# [What is needed]
Return every line from the records below in which the word "When" is found.
[Entries shown Boundary: Start]
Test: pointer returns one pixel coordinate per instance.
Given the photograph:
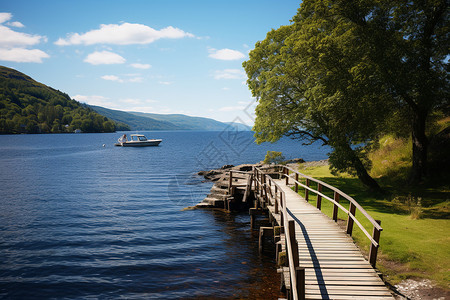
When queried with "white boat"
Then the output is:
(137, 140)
[Entries shown Boundary: End]
[Entries shown Boundary: Start]
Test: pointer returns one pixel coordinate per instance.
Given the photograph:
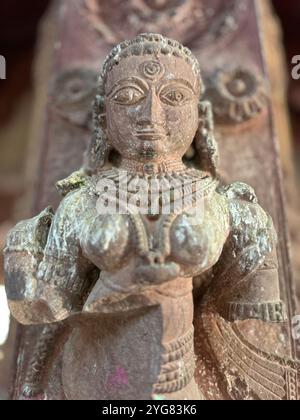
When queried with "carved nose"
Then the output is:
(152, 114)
[Entries shown Boundary: End]
# [Result of the task]
When queried with "white boat"
When queried with "carved nose"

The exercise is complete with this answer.